Excerpts from point annotation data
=====

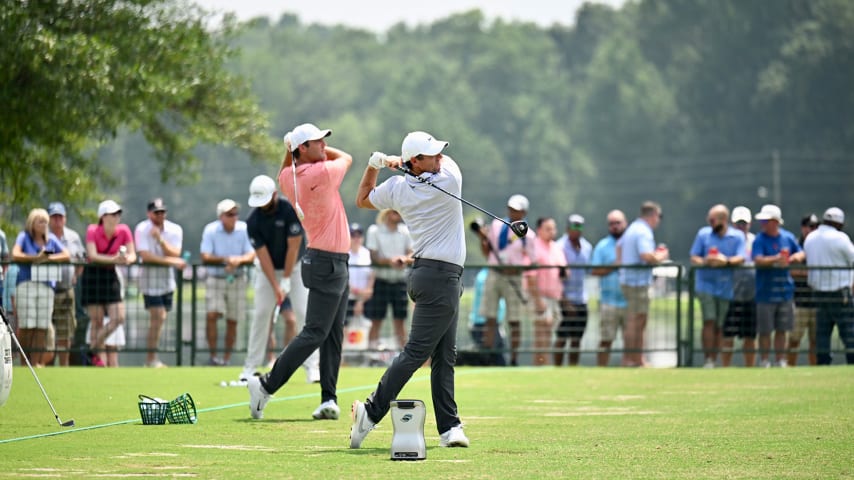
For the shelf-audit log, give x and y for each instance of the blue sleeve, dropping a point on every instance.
(795, 247)
(697, 248)
(596, 258)
(207, 242)
(757, 247)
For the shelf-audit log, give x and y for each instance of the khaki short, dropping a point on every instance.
(34, 305)
(804, 323)
(64, 316)
(713, 308)
(228, 298)
(611, 318)
(637, 299)
(500, 286)
(551, 314)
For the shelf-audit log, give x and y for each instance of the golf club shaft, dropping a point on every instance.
(428, 182)
(39, 383)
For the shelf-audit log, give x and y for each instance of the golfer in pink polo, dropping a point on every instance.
(310, 177)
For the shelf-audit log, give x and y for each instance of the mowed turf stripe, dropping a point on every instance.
(225, 407)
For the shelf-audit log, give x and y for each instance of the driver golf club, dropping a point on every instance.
(69, 423)
(519, 227)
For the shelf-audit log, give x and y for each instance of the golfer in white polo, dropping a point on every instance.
(435, 222)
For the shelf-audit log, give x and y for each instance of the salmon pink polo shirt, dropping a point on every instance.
(325, 221)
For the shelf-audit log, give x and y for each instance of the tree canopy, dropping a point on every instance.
(686, 102)
(77, 72)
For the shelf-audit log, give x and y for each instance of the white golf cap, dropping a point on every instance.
(770, 212)
(518, 202)
(420, 143)
(261, 190)
(741, 214)
(225, 206)
(834, 214)
(108, 207)
(305, 132)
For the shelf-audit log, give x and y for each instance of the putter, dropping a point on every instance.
(519, 227)
(70, 422)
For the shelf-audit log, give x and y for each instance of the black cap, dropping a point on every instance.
(156, 205)
(810, 220)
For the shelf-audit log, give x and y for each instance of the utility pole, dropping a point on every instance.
(776, 190)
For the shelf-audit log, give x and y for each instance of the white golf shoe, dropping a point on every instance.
(327, 410)
(258, 397)
(362, 425)
(454, 438)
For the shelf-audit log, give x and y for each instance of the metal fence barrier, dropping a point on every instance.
(673, 334)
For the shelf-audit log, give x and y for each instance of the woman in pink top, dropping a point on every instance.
(545, 286)
(109, 243)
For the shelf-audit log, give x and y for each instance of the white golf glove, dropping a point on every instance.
(285, 284)
(377, 160)
(287, 141)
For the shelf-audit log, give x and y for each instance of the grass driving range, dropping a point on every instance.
(522, 422)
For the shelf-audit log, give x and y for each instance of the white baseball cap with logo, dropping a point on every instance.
(226, 206)
(519, 202)
(835, 215)
(741, 214)
(305, 132)
(420, 143)
(770, 212)
(108, 207)
(261, 191)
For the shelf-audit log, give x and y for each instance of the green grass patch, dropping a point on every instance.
(522, 422)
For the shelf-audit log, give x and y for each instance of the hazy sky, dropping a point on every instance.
(379, 15)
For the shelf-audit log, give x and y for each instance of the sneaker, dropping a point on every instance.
(258, 397)
(454, 438)
(361, 424)
(327, 410)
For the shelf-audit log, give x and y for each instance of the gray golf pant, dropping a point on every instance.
(435, 287)
(326, 276)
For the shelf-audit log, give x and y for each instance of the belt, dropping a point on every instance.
(323, 253)
(438, 265)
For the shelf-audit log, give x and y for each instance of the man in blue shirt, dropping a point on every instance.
(773, 250)
(637, 248)
(227, 252)
(573, 305)
(716, 248)
(612, 304)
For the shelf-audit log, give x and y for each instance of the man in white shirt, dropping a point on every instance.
(829, 246)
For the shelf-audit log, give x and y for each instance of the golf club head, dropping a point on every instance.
(520, 228)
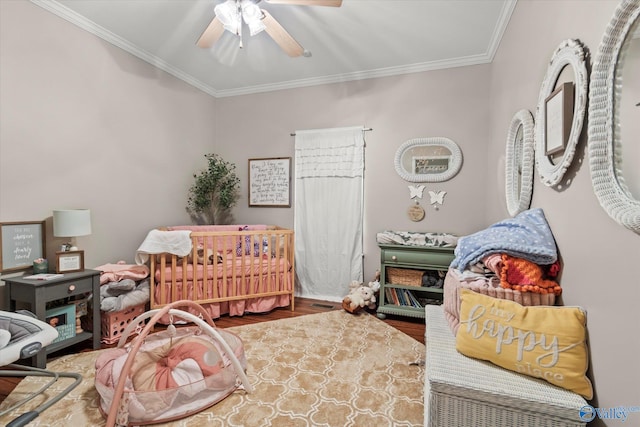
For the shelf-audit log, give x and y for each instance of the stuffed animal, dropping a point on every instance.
(360, 296)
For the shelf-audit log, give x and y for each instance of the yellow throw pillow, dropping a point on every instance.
(543, 341)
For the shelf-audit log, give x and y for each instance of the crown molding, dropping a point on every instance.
(93, 28)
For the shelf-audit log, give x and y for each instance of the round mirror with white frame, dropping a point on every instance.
(611, 76)
(519, 163)
(433, 159)
(560, 113)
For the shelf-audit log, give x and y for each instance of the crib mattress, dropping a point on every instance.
(462, 391)
(486, 286)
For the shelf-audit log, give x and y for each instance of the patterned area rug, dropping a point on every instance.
(327, 369)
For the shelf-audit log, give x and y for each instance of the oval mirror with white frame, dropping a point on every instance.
(519, 163)
(560, 112)
(612, 94)
(434, 159)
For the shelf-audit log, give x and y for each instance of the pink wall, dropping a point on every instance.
(449, 103)
(87, 125)
(84, 124)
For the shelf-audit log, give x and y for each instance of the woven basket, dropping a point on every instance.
(114, 323)
(404, 276)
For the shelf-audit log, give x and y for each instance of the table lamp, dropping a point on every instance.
(71, 223)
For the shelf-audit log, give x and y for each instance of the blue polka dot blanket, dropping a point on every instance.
(526, 236)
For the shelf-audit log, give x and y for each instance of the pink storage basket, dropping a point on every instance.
(114, 323)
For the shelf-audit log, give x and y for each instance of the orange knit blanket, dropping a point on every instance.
(526, 276)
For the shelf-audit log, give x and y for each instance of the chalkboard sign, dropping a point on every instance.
(22, 243)
(269, 182)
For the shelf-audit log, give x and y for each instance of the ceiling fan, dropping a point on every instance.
(231, 14)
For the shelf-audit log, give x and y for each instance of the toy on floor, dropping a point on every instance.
(360, 296)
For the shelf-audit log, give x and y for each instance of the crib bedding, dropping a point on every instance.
(230, 270)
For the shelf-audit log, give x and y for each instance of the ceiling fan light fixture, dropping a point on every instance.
(252, 16)
(229, 16)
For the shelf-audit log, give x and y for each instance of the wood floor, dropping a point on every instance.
(415, 328)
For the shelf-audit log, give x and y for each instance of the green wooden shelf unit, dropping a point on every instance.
(404, 299)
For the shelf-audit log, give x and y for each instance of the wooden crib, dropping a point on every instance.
(231, 270)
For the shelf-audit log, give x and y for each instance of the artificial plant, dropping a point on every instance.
(214, 192)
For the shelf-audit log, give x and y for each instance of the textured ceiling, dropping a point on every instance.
(361, 39)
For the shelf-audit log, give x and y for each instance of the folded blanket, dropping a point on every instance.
(122, 271)
(176, 242)
(525, 236)
(522, 275)
(114, 297)
(417, 238)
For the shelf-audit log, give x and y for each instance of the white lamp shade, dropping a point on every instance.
(71, 223)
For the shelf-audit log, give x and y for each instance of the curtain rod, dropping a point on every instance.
(364, 130)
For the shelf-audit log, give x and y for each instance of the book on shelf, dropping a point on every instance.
(44, 276)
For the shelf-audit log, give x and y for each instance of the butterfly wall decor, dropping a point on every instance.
(437, 198)
(416, 191)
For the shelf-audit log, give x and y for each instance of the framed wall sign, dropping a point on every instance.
(20, 244)
(270, 182)
(559, 115)
(69, 261)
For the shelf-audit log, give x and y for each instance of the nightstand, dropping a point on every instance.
(37, 293)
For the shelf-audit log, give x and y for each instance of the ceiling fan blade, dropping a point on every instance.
(330, 3)
(281, 36)
(211, 34)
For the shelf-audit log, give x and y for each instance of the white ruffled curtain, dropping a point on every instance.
(329, 172)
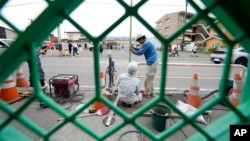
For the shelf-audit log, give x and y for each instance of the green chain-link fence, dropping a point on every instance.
(233, 15)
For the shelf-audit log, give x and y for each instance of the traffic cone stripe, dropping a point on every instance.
(21, 81)
(237, 89)
(19, 76)
(194, 88)
(8, 84)
(9, 91)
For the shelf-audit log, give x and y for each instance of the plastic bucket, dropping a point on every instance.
(160, 115)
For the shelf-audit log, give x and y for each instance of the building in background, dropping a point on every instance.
(171, 22)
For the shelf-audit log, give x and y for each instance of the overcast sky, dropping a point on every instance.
(94, 15)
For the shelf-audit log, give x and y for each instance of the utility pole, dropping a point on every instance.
(59, 34)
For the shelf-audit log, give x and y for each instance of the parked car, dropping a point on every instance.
(4, 44)
(239, 56)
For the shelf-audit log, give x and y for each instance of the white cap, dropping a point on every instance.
(132, 67)
(138, 36)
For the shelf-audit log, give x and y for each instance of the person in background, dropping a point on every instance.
(128, 86)
(66, 48)
(70, 48)
(75, 49)
(194, 51)
(149, 51)
(101, 49)
(176, 51)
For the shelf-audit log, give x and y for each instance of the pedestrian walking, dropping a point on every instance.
(149, 51)
(70, 48)
(75, 49)
(194, 51)
(176, 51)
(101, 49)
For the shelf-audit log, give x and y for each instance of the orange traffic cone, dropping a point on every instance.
(194, 98)
(21, 81)
(9, 92)
(97, 104)
(237, 89)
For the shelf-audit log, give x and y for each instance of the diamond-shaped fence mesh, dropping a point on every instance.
(232, 15)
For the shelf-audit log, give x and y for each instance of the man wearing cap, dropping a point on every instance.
(129, 86)
(149, 51)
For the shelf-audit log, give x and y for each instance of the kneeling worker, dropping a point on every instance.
(129, 86)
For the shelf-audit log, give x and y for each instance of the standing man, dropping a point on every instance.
(70, 48)
(149, 51)
(129, 86)
(39, 51)
(194, 51)
(75, 49)
(176, 51)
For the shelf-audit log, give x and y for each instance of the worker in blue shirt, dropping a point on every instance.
(149, 51)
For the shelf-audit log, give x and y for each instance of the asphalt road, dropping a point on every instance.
(179, 70)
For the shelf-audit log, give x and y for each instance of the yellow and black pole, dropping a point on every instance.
(130, 36)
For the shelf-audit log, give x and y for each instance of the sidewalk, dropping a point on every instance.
(47, 119)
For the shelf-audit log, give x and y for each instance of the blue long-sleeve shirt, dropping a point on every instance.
(149, 51)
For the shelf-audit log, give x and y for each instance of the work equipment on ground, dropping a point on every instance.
(100, 112)
(8, 91)
(160, 117)
(65, 85)
(237, 89)
(194, 98)
(110, 119)
(97, 104)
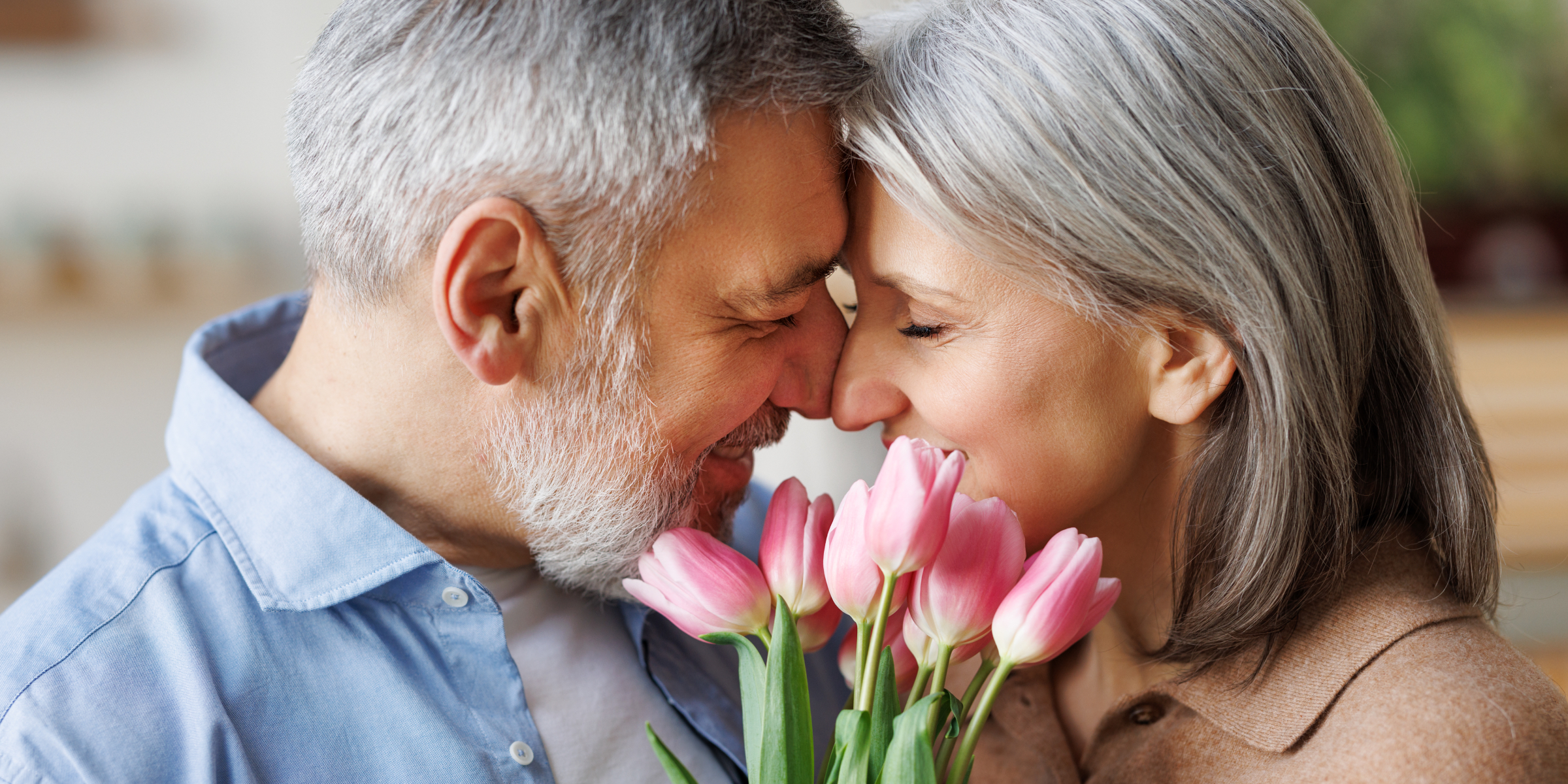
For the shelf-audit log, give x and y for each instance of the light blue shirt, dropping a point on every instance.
(248, 617)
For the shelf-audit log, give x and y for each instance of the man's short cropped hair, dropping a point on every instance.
(592, 114)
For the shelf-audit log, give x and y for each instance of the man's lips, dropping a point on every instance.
(731, 452)
(728, 469)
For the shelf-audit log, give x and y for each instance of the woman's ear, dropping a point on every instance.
(1190, 367)
(498, 292)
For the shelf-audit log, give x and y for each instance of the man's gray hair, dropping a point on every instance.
(1214, 161)
(593, 114)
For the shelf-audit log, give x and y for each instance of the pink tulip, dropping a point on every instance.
(792, 542)
(926, 649)
(910, 506)
(971, 649)
(702, 585)
(904, 664)
(853, 579)
(1057, 601)
(955, 596)
(816, 629)
(847, 659)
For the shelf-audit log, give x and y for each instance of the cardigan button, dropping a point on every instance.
(1145, 714)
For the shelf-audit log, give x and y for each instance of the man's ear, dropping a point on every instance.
(498, 292)
(1190, 367)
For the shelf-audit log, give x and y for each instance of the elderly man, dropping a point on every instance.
(566, 267)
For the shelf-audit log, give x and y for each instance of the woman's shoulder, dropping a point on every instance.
(1451, 696)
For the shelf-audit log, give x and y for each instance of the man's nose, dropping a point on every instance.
(863, 388)
(811, 357)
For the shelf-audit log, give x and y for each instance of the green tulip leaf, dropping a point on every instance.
(885, 706)
(786, 719)
(753, 681)
(910, 755)
(853, 733)
(673, 769)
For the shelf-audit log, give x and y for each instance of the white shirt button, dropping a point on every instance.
(521, 753)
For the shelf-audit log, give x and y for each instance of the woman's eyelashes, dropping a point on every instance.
(923, 331)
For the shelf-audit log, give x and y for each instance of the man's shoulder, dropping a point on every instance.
(101, 584)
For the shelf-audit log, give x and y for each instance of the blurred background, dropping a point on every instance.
(143, 190)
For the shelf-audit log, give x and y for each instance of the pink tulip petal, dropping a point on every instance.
(817, 628)
(970, 649)
(781, 532)
(919, 645)
(1106, 593)
(853, 579)
(714, 576)
(659, 602)
(957, 595)
(1040, 570)
(814, 540)
(1051, 623)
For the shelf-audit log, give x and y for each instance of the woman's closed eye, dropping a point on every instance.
(923, 331)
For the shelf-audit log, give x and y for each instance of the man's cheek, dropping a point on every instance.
(714, 502)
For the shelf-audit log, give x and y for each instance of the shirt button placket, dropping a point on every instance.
(521, 751)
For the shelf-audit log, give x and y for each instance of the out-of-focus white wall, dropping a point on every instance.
(176, 122)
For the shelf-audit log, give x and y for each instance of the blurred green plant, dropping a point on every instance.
(1475, 90)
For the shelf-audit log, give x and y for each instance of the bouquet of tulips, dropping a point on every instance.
(958, 565)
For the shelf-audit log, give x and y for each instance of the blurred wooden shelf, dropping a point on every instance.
(1514, 370)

=====

* Requirement *
Only the lines from the one that contains "eye, dropping a point on every instance." through the last line should be repeated, each exactly as it stands, with both ends included.

* Full answer *
For the shelf-audit log, give x and y for each instance of the woman's closed eye, dropping a point on every instance.
(923, 331)
For the shelf-audit log, give x and y for each instance of the man's cheek, dropping a point on every instance.
(714, 502)
For the shelf-audit log, give x and y for each instance of the shirt button placket, dropping a point on every instance.
(521, 751)
For the shelf-audit log, give x and y for each instance of the out-of-focus white wall, dropping a point on every instance.
(176, 122)
For the shelf-audit log, give x and y for each instance of the blurred green plant, dropping a point on every instance.
(1475, 90)
For the shelf-audit log, give x and y for each instance of the bouquet of tulips, dropping a point on every instance.
(958, 565)
For the shelf-audit log, give x and y for each instance of the blurred wooden shelf, dropping a point on every instance.
(1514, 370)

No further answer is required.